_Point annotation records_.
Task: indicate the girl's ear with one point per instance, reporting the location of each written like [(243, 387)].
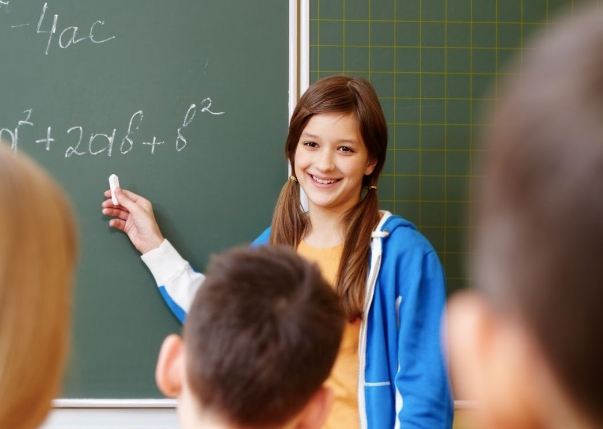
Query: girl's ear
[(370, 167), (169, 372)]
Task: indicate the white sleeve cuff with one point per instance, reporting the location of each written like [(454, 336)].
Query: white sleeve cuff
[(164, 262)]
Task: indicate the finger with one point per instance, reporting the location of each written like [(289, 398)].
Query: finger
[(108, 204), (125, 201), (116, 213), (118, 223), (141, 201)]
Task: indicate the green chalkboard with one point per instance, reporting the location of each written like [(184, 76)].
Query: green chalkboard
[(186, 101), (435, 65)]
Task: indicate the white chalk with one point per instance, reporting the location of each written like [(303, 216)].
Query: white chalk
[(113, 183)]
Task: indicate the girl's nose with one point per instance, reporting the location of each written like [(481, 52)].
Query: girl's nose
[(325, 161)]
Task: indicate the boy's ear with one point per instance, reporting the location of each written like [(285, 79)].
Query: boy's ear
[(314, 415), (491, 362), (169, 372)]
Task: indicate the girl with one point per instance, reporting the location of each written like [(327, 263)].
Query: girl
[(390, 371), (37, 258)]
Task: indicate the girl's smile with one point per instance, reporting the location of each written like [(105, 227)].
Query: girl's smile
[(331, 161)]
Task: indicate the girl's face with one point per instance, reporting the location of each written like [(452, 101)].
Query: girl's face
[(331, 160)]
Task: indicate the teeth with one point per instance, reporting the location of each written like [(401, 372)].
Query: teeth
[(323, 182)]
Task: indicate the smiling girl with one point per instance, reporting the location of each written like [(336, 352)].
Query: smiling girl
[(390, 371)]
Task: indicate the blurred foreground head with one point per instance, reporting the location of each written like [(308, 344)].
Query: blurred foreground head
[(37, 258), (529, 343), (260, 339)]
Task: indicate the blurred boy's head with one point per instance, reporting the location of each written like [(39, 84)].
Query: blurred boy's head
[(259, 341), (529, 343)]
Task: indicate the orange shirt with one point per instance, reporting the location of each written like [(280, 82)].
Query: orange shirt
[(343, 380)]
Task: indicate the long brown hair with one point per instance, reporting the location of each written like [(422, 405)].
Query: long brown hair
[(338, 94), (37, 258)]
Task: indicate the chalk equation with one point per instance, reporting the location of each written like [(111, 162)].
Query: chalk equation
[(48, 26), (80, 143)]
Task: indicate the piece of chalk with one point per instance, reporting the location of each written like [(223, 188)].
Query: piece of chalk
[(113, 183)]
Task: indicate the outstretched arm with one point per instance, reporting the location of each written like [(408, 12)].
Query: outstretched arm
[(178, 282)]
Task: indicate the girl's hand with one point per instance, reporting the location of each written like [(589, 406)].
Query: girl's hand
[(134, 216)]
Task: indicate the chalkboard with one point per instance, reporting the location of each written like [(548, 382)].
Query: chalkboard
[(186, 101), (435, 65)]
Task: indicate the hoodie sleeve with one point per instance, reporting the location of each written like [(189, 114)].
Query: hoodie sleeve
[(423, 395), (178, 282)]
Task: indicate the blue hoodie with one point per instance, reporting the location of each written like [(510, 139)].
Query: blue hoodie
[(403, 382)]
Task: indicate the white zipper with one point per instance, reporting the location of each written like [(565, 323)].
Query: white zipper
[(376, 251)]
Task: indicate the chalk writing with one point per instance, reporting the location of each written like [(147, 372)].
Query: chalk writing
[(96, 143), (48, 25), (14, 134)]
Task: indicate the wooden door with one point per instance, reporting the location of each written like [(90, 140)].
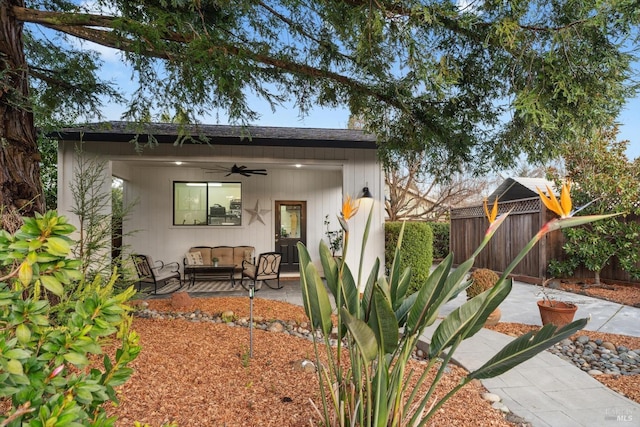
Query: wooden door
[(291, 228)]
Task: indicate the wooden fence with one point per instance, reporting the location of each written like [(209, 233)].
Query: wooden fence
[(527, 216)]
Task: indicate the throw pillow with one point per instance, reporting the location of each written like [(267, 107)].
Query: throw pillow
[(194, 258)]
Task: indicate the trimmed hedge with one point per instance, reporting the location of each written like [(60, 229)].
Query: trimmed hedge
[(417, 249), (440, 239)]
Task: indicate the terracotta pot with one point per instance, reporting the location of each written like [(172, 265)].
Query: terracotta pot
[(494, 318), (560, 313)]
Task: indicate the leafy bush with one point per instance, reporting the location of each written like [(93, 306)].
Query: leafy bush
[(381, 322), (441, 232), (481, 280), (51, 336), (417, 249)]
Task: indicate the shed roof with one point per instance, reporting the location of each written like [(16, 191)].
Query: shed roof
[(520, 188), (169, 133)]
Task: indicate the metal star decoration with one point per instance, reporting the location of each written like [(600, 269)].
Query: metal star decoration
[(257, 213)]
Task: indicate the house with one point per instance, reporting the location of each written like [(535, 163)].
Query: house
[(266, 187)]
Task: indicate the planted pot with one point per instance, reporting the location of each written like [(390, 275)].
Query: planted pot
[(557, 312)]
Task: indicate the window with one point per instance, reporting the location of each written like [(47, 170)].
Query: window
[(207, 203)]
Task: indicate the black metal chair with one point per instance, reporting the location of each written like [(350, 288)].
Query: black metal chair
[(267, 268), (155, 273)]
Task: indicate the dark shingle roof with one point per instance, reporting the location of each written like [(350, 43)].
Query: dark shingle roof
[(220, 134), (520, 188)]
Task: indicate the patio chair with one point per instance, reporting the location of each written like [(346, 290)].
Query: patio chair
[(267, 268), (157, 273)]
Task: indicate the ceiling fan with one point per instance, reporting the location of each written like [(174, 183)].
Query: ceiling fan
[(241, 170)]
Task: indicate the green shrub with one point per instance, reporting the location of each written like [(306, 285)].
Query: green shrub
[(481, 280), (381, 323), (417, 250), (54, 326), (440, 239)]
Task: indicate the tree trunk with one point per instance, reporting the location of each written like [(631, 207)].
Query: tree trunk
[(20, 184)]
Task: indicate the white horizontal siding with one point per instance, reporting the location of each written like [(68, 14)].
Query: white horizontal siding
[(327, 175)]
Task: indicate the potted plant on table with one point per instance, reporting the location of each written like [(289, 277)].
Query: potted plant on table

_Instruction_. Format every line of the rows above as a JSON list of strings, one string per line, omitting blank lines and any lines that stand for pictures.

_Final result_.
[
  "Task: indicate the girl's ear with one point per instance, reporting the location of each written like [(243, 387)].",
  "Query: girl's ear",
  "[(370, 167), (169, 372)]",
  "Task: indicate the white sleeve cuff with one point per instance, reporting the location of each written like [(454, 336)].",
  "Query: white sleeve cuff",
  "[(164, 262)]",
  "Task: indicate the finger with one point per instance, reporting the location of each written like [(289, 398)].",
  "Query: finger",
  "[(108, 204), (125, 201), (116, 213), (118, 223), (141, 201)]",
  "Task: indicate the green chalkboard with one point per instance, reporting the location of each written like [(184, 76)].",
  "Query: green chalkboard",
  "[(186, 101), (435, 65)]",
  "Task: indicate the white chalk with one point per instance, reporting the location of each written like [(303, 216)].",
  "Query: white chalk",
  "[(113, 183)]",
  "Task: indicate the girl's nose with one point per instance, reporting the location of each written like [(481, 52)].",
  "Query: girl's nose",
  "[(325, 161)]",
  "Task: indicate the boy's ear with one point per instance, reporting the location of each written like [(285, 79)].",
  "Query: boy's ear",
  "[(314, 415), (491, 362), (169, 372)]",
  "Task: indicate the girl with one point per instance, reporting the location of each written like [(327, 263)].",
  "Query: girl",
  "[(390, 371), (37, 258)]",
  "Task: indicate the girl's smile with one point per instance, reporting the location of each written like [(105, 227)].",
  "Query: girl's smile",
  "[(331, 161)]",
  "Task: indicate the girl's face with one point per instance, reporting the location of each written like [(452, 101)].",
  "Query: girl's face",
  "[(331, 160)]",
  "Task: indicate the teeth with one point per instance, reporting the location of each written like [(401, 372)].",
  "Query: teeth",
  "[(323, 182)]",
  "Task: indicate the smiling girl with one point per instance, reporting the location of each written like [(336, 352)].",
  "Query: smiling girl",
  "[(390, 371)]",
  "Task: indicate the blurred foreground head with one point per instance, reporting the location of each written like [(308, 344)].",
  "Query: blurred foreground head",
  "[(37, 258), (529, 343), (260, 339)]",
  "Task: indicate the blurred boy's head with one point per instance, reporting the location of each written like [(39, 84)].",
  "Query: blurred boy's head",
  "[(259, 341), (529, 343)]",
  "Task: indicate the orange shirt with one point per instance, reporting the location of each written like [(280, 82)].",
  "Query: orange shirt",
  "[(343, 380)]",
  "Task: indicate the long brown hair with one point per instance, reporting the location of each written like [(422, 405)].",
  "Query: long brown hair",
  "[(338, 94), (37, 258)]",
  "Task: indicate the chalk equation with one point per instance, reporting the location of each written like [(111, 162)].",
  "Query: chalk equation",
  "[(48, 26), (80, 143)]",
  "Task: indicate the piece of chalk with one point per instance, reporting the location of each written like [(223, 188)].",
  "Query: piece of chalk",
  "[(113, 183)]",
  "Task: indicate the outstretched arm with one point per instance, reporting the location of each written like [(408, 12)].",
  "Query: outstretched arm",
  "[(178, 282)]",
  "Task: indicate the girl's hand with one point per instance, reporting the location of each written like [(589, 406)].",
  "Query: girl's hand",
  "[(134, 216)]",
  "Task: indicate the chalkboard with one point per instance, reporting the location of each written like [(548, 382)].",
  "Query: chalkboard",
  "[(186, 101), (435, 65)]",
  "Task: indicate the hoodie sleeve with one point per instance, reporting the location of each written like [(189, 114)].",
  "Query: hoodie sleeve",
  "[(423, 395), (178, 282)]",
  "Task: indicate the blue hoodie with one point per instance, reporting the location of each written like [(510, 139)].",
  "Query: blue hoodie",
  "[(403, 382)]",
  "Task: indicate the white zipper with one point per instance, reporting the location of each written like [(565, 323)].",
  "Query: white zipper",
  "[(376, 251)]",
  "Task: indicate the chalk writing with one point per instance, reporting the location of each written like [(147, 372)].",
  "Query: chalk writing",
  "[(96, 143), (48, 25), (14, 134)]",
  "Task: indicate the wooden door with one point per instance, reporting the location of each written like [(90, 140)].",
  "Query: wooden door",
  "[(291, 228)]",
  "Task: indicate the wooden fence with one point per instance, reporting the location of each written like [(209, 233)].",
  "Query: wooden fence",
  "[(527, 216)]",
  "Task: indicate the throw pillow with one point per instance, reporting the location of each written like [(267, 107)].",
  "Query: throw pillow",
  "[(194, 258)]",
  "Task: indicate the trimmed hedge with one point per instance, reporting the location of each written like [(60, 229)].",
  "Query: trimmed hedge",
  "[(417, 249), (440, 239)]",
  "Task: indicate the terracotta pot with one point per instance, reporting the location of each written like [(172, 265)].",
  "Query: terracotta pot",
  "[(494, 318), (560, 313)]",
  "Task: indicate the leafy bush with one point per instance, reporting the location of each written like [(93, 306)].",
  "Query: leafy bush",
  "[(381, 322), (441, 232), (481, 280), (51, 336), (417, 249)]",
  "Task: indicate the shed roof with one point per instance, reporting the location of each written like [(16, 191)].",
  "Query: shed roof",
  "[(520, 188), (169, 133)]",
  "Task: indicate the metal star decoration with one point per instance, reporting the location of each written like [(600, 269)].",
  "Query: metal star decoration",
  "[(257, 213)]",
  "Task: indicate the house with one point per instance, reporting the location of each written like [(535, 163)].",
  "Query: house",
  "[(266, 187)]",
  "Task: indicate the planted pot with one point per instance, reporting the location of each written like [(390, 275)].",
  "Query: planted pot",
  "[(557, 312)]",
  "Task: indicate the window with one point per instance, reporting the location of each written like [(47, 170)].",
  "Query: window",
  "[(207, 203)]",
  "Task: indicate the black metal chair with one point per instance, reporting the location of each written like [(350, 288)].",
  "Query: black metal chair",
  "[(267, 268), (155, 273)]",
  "Task: indicate the dark shingle roof with one point per instance, reporting the location of each written like [(350, 43)].",
  "Query: dark shingle roof",
  "[(220, 134), (520, 188)]",
  "Task: indicate the patio chair with one point per instance, reporting the location of each written like [(346, 290)].",
  "Query: patio chair",
  "[(267, 268), (157, 273)]",
  "Task: indicate the ceiling fan with one point per instance, reporting the location of each written like [(174, 183)].",
  "Query: ceiling fan",
  "[(241, 170)]",
  "Task: indicate the green shrub with one point per instance, reporting the location of each written like [(306, 285)].",
  "Query: green shrub",
  "[(481, 280), (381, 323), (417, 250), (54, 326), (440, 239)]",
  "Task: indicate the tree trunk with one point per instance, reporting the location of each written like [(631, 207)].",
  "Query: tree trunk",
  "[(20, 184)]",
  "Task: indicate the white horizontal siding with one point per instance, reporting the location of each written like [(68, 14)].",
  "Query: white horizontal siding",
  "[(327, 175)]",
  "Task: indicate the potted plant on table with one point per instance, reporting the location of each written like [(289, 277)].",
  "Query: potted plant on table"
]